Data records:
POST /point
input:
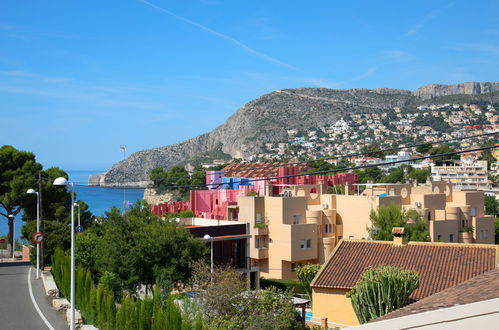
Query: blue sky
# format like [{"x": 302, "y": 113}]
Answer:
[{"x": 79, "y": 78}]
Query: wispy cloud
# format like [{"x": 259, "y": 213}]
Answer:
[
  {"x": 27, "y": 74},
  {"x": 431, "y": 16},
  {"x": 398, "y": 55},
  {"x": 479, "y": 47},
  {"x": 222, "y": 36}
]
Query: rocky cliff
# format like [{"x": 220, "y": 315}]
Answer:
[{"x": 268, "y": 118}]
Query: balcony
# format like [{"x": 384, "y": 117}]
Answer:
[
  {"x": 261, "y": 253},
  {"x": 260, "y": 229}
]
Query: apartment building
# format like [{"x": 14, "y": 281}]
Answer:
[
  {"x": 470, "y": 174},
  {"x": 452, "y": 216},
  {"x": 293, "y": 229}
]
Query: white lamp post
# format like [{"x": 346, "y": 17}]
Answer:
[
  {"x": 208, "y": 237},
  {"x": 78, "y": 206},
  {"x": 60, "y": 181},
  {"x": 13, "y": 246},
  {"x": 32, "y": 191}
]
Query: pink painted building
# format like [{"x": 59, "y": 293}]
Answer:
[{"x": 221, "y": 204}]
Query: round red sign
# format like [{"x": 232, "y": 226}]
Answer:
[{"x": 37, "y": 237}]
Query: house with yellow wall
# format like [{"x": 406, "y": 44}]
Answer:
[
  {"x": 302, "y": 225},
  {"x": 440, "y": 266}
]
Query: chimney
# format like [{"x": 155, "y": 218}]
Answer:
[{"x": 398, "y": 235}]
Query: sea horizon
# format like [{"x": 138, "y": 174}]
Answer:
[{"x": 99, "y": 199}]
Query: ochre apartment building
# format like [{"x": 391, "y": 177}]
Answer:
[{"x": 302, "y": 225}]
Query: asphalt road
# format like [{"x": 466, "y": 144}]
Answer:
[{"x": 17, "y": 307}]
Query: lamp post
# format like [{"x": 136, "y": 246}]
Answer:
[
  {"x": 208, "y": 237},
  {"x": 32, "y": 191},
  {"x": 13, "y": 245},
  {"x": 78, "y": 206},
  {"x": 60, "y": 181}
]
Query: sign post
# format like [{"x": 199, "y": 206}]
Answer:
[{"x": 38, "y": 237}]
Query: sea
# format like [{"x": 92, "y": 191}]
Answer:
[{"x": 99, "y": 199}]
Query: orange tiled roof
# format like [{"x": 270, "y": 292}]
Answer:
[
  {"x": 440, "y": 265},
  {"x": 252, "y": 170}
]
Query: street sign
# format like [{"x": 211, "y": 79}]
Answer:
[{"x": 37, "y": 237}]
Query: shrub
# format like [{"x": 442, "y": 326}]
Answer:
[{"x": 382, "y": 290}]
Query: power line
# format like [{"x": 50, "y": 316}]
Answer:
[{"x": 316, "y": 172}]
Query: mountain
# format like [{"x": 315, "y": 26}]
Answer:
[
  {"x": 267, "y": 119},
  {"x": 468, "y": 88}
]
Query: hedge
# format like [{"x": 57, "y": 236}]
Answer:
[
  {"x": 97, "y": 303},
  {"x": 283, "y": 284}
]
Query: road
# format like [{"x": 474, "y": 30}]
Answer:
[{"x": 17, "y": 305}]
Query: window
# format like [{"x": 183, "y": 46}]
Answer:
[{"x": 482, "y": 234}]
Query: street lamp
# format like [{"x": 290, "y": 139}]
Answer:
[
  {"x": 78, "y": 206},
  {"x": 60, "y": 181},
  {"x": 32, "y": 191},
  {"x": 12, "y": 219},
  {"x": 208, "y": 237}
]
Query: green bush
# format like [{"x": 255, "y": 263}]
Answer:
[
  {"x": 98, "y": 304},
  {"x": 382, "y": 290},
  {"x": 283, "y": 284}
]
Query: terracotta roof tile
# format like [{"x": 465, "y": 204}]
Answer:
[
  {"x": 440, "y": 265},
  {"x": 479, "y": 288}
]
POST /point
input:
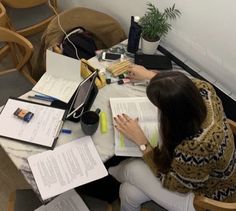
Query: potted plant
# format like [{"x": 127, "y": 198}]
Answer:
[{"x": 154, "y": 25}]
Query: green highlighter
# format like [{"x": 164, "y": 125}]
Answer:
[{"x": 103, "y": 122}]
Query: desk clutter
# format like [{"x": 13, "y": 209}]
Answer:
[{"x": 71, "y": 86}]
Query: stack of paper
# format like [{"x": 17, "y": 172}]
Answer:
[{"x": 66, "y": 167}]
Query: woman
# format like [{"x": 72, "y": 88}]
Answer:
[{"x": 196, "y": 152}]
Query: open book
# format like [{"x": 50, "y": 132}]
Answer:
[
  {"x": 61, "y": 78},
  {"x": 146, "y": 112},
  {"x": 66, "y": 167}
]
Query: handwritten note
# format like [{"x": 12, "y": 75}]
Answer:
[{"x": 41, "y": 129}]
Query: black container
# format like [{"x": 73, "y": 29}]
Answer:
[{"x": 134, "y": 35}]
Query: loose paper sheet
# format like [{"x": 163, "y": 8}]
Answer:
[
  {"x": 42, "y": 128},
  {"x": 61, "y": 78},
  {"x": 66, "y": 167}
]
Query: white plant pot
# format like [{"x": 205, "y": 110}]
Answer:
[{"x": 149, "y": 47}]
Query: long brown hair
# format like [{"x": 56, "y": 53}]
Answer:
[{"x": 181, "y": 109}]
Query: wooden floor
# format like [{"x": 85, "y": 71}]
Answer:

Aim: Could you repeat all of the material exactly? Pictures should not be copied.

Exercise output:
POST /point
input:
Query: blue sky
# format like [{"x": 302, "y": 113}]
Answer:
[{"x": 79, "y": 78}]
Query: wispy cloud
# format like [{"x": 259, "y": 213}]
Answer:
[
  {"x": 27, "y": 74},
  {"x": 431, "y": 16},
  {"x": 398, "y": 55},
  {"x": 479, "y": 47},
  {"x": 222, "y": 36}
]
Query: rocky cliff
# format like [{"x": 220, "y": 315}]
Answer:
[{"x": 268, "y": 118}]
Query: balcony
# format like [{"x": 384, "y": 117}]
Answer:
[
  {"x": 261, "y": 253},
  {"x": 260, "y": 229}
]
Query: apartment building
# format like [{"x": 14, "y": 281}]
Answer:
[
  {"x": 470, "y": 174},
  {"x": 452, "y": 216},
  {"x": 293, "y": 229}
]
Query: white lamp post
# format like [{"x": 346, "y": 17}]
Answer:
[
  {"x": 208, "y": 237},
  {"x": 78, "y": 206},
  {"x": 60, "y": 181},
  {"x": 13, "y": 246},
  {"x": 32, "y": 191}
]
Query: pink painted building
# format like [{"x": 59, "y": 293}]
Answer:
[{"x": 221, "y": 204}]
Query: round red sign
# format like [{"x": 232, "y": 226}]
Answer:
[{"x": 37, "y": 237}]
Query: house with yellow wall
# format like [{"x": 406, "y": 44}]
Answer:
[
  {"x": 302, "y": 225},
  {"x": 440, "y": 266}
]
Query: chimney
# format like [{"x": 155, "y": 218}]
Answer:
[{"x": 398, "y": 235}]
Query: sea horizon
# format like [{"x": 138, "y": 174}]
Answer:
[{"x": 99, "y": 199}]
Query: ochre apartment building
# format like [{"x": 391, "y": 177}]
Answer:
[{"x": 302, "y": 225}]
Query: asphalt road
# format like [{"x": 466, "y": 144}]
Answer:
[{"x": 17, "y": 307}]
Query: lamp post
# format like [{"x": 136, "y": 246}]
Answer:
[
  {"x": 208, "y": 237},
  {"x": 32, "y": 191},
  {"x": 13, "y": 245},
  {"x": 78, "y": 206},
  {"x": 60, "y": 181}
]
Query: sign post
# format like [{"x": 199, "y": 206}]
Answer:
[{"x": 38, "y": 237}]
Query: sea
# format like [{"x": 92, "y": 191}]
Answer:
[{"x": 99, "y": 199}]
Query: orange tiled roof
# format like [{"x": 270, "y": 292}]
Answer:
[
  {"x": 440, "y": 265},
  {"x": 252, "y": 170}
]
Query: street sign
# format like [{"x": 211, "y": 79}]
Answer:
[{"x": 37, "y": 237}]
Query: shrub
# format like [{"x": 442, "y": 326}]
Answer:
[{"x": 382, "y": 290}]
Query: power line
# format like [{"x": 50, "y": 316}]
Answer:
[{"x": 316, "y": 172}]
Query: mountain
# format like [{"x": 315, "y": 26}]
Answer:
[
  {"x": 267, "y": 119},
  {"x": 468, "y": 88}
]
Query: hedge
# format like [{"x": 57, "y": 236}]
Answer:
[
  {"x": 97, "y": 303},
  {"x": 283, "y": 284}
]
Query: road
# format like [{"x": 474, "y": 30}]
Answer:
[{"x": 17, "y": 305}]
Query: window
# format like [{"x": 183, "y": 46}]
Answer:
[{"x": 482, "y": 234}]
Query: street lamp
# format like [{"x": 290, "y": 139}]
Answer:
[
  {"x": 78, "y": 206},
  {"x": 60, "y": 181},
  {"x": 32, "y": 191},
  {"x": 12, "y": 219},
  {"x": 208, "y": 237}
]
Query: green bush
# format like [{"x": 255, "y": 263}]
Answer:
[
  {"x": 98, "y": 304},
  {"x": 382, "y": 290},
  {"x": 283, "y": 284}
]
Query: terracotta roof tile
# format like [{"x": 465, "y": 204}]
Answer:
[
  {"x": 440, "y": 265},
  {"x": 479, "y": 288}
]
POST /point
input:
Query: potted plant
# format like [{"x": 127, "y": 198}]
Answer:
[{"x": 154, "y": 25}]
Query: green highlighter
# format like [{"x": 164, "y": 125}]
Answer:
[{"x": 103, "y": 122}]
Query: desk clutter
# format like [{"x": 13, "y": 209}]
Answer:
[{"x": 71, "y": 86}]
Query: stack of paper
# format like [{"x": 17, "y": 172}]
Answer:
[{"x": 66, "y": 167}]
Query: woman
# format like [{"x": 72, "y": 88}]
Answer:
[{"x": 196, "y": 152}]
Query: open book
# format like [{"x": 50, "y": 132}]
Answer:
[
  {"x": 61, "y": 78},
  {"x": 146, "y": 112},
  {"x": 66, "y": 167}
]
Query: handwritten note
# format like [{"x": 12, "y": 75}]
Answer:
[{"x": 41, "y": 129}]
Query: black container
# format like [{"x": 73, "y": 29}]
Answer:
[{"x": 134, "y": 35}]
Query: loose paper sheet
# format like [{"x": 163, "y": 8}]
Answer:
[
  {"x": 42, "y": 128},
  {"x": 61, "y": 78},
  {"x": 66, "y": 167}
]
Query: white plant pot
# format like [{"x": 205, "y": 110}]
Answer:
[{"x": 149, "y": 47}]
Query: long brown hair
# format like [{"x": 56, "y": 53}]
Answer:
[{"x": 181, "y": 109}]
Query: wooden floor
# format like [{"x": 85, "y": 71}]
Answer:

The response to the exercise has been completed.